Selected passage →
=-=-=

Jacob "Jake" Dalton (born August 19, 1991) is a retired American gymnast who was a member of the University of Oklahoma gymnastics team and the United States men's national gymnastics team. He represented the United States at the 2012 Summer Olympics in London and 2016 Summer Olympics in Rio de Janeiro. Dalton grew up in Sparks, Nevada, and is the son of Tim and Denise Dalton.

Early life
Dalton attended Spanish Springs High School in Washoe County, Nevada while training at Gym Nevada under coach Andrew Pileggi. After graduating, he received an NCAA scholarship to compete for the University of Oklahoma in 2009 where he earned All-America honors and won the NCAA men's gymnastics floor and vault titles in 2011.

Gymnastics career
Dalton was the U.S. National vault champion in 2009 and 2011, the floor champion in 2011, and the All-Around Gold medalist of the Winter Cup Challenge in 2011.

Dalton was a member of the USA team that won the bronze medal in the 2011 World Artistic Gymnastics Championships in Tokyo, Japan. In February 2013, Dalton competed at the 2013 Winter Cup, where he won gold on floor, rings and all-around. In August 2013, he won the bronze medal at the P&G National Championships en route to making the World Championships team. He went on to win a silver medal in floor exercise at 2013 World Artistic Gymnastics Championships behind 17-year-old newcomer Kenzo Shirai of Japan.  In 2015, Dalton was still recovering from a small shoulder labrum tear and did not compete in the P&G National Championships.

In 2016, a new element on the parallel bars was named after Dalton in the Men's Gymnastics Code of Points.

=-=-=

Material →
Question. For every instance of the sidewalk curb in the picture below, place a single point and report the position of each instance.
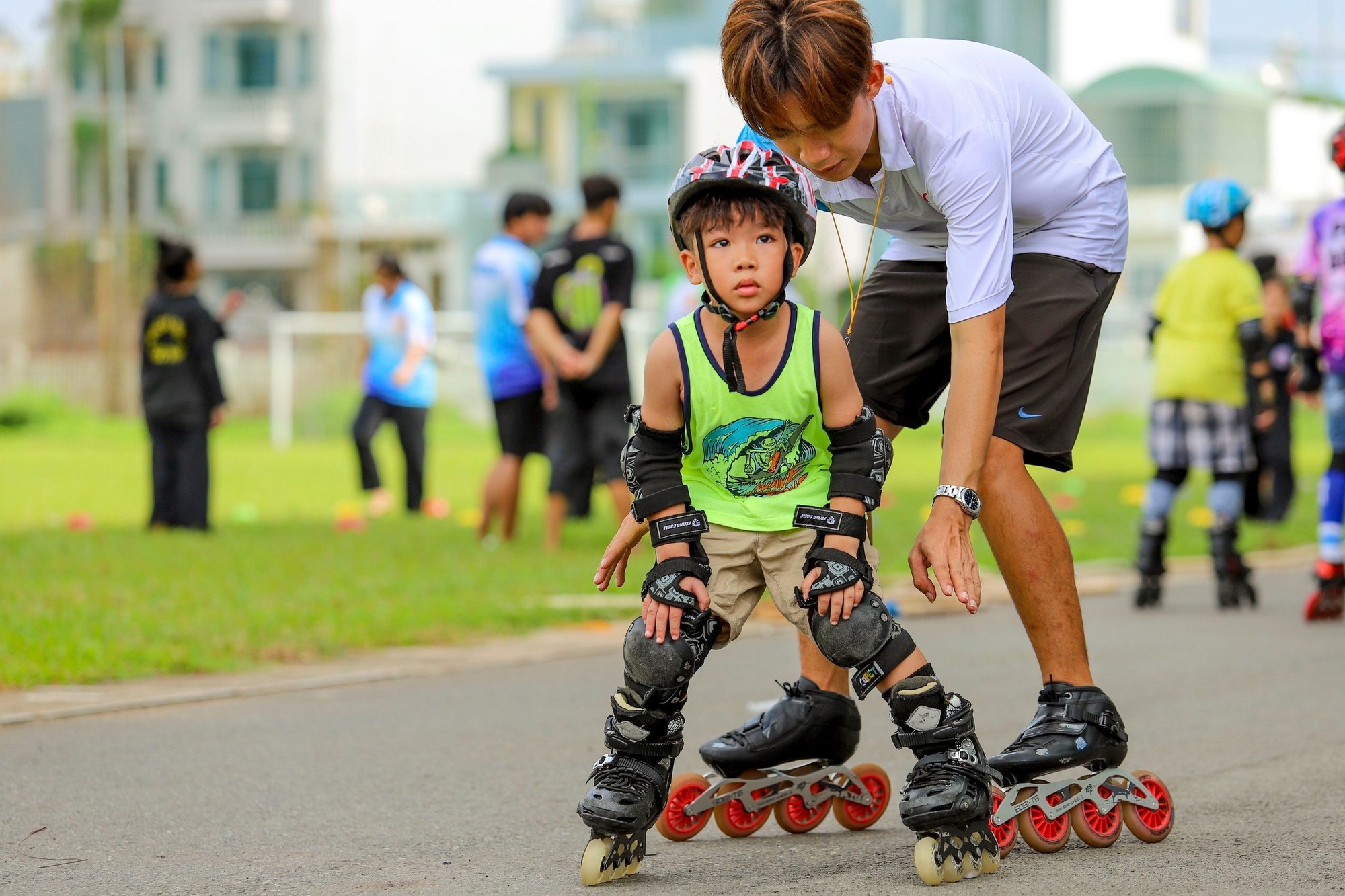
(588, 639)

=-=-=

Exercise instructions →
#1 Answer these questions using the biography of Jake Dalton:
(a) Which high school did Dalton attend?
(b) In which events did Dalton win gold at the 2013 Winter Cup?
(c) On which apparatus was a new element named after Dalton in 2016?
#2 Rewrite the part of the biography of Jake Dalton starting with "Dalton was a" and going on through "Code of Points.", putting "U.S. National Championships" wherever "P&G National Championships" appears.
#3 Write the next part of the biography of Jake Dalton, picking up after its last sentence.

Per-task outputs →
#1
(a) Spanish Springs High School
(b) Floor, rings and all-around
(c) The parallel bars

#2
Dalton was a member of the USA team that won the bronze medal in the 2011 World Artistic Gymnastics Championships in Tokyo, Japan. In February 2013, Dalton competed at the 2013 Winter Cup, where he won gold on floor, rings and all-around. In August 2013, he won the bronze medal at the U.S. National Championships en route to making the World Championships team. He went on to win a silver medal in floor exercise at 2013 World Artistic Gymnastics Championships behind 17-year-old newcomer Kenzo Shirai of Japan.  In 2015, Dalton was still recovering from a small shoulder labrum tear and did not compete in the U.S. National Championships.

In 2016, a new element on the parallel bars was named after Dalton in the Men's Gymnastics Code of Points.

#3
2012 & 2016 Summer Olympics

It was announced on July 1, 2012, that Dalton would be a member of the 2012 Olympic team representing the United States. The New York Times stated that the team roster was "considered so good that it could be the first United States men's team to win gold since the 1984 Los Angeles Games."  Dalton, as part of the United States Gymnastics team, placed fifth in the team competition in the 2012 Summer Olympics in London.

On June 25, 2016, Dalton was once again named to the five-man United States men's gymnastics team for the Olympics. He represented the United States at the 2016 Summer Olympics in Rio de Janeiro alongside Sam Mikulak, John Orozco (who was later substituted with Danell Leyva due to injury), Alex Naddour, and Chris Brooks.

2017: Retirement 
On August 9, 2017, news surfaced that Dalton was retiring from competitive gymnastics.

The Mesomorphic brand
Mesomorphic is a clothing brand founded in 2012 by Jake Dalton, and fulfilled by Stars and Stripes Chicago.

Sponsorships
In 2013, Dalton signed a multi-year sponsorship agreement with Adidas gymnastics.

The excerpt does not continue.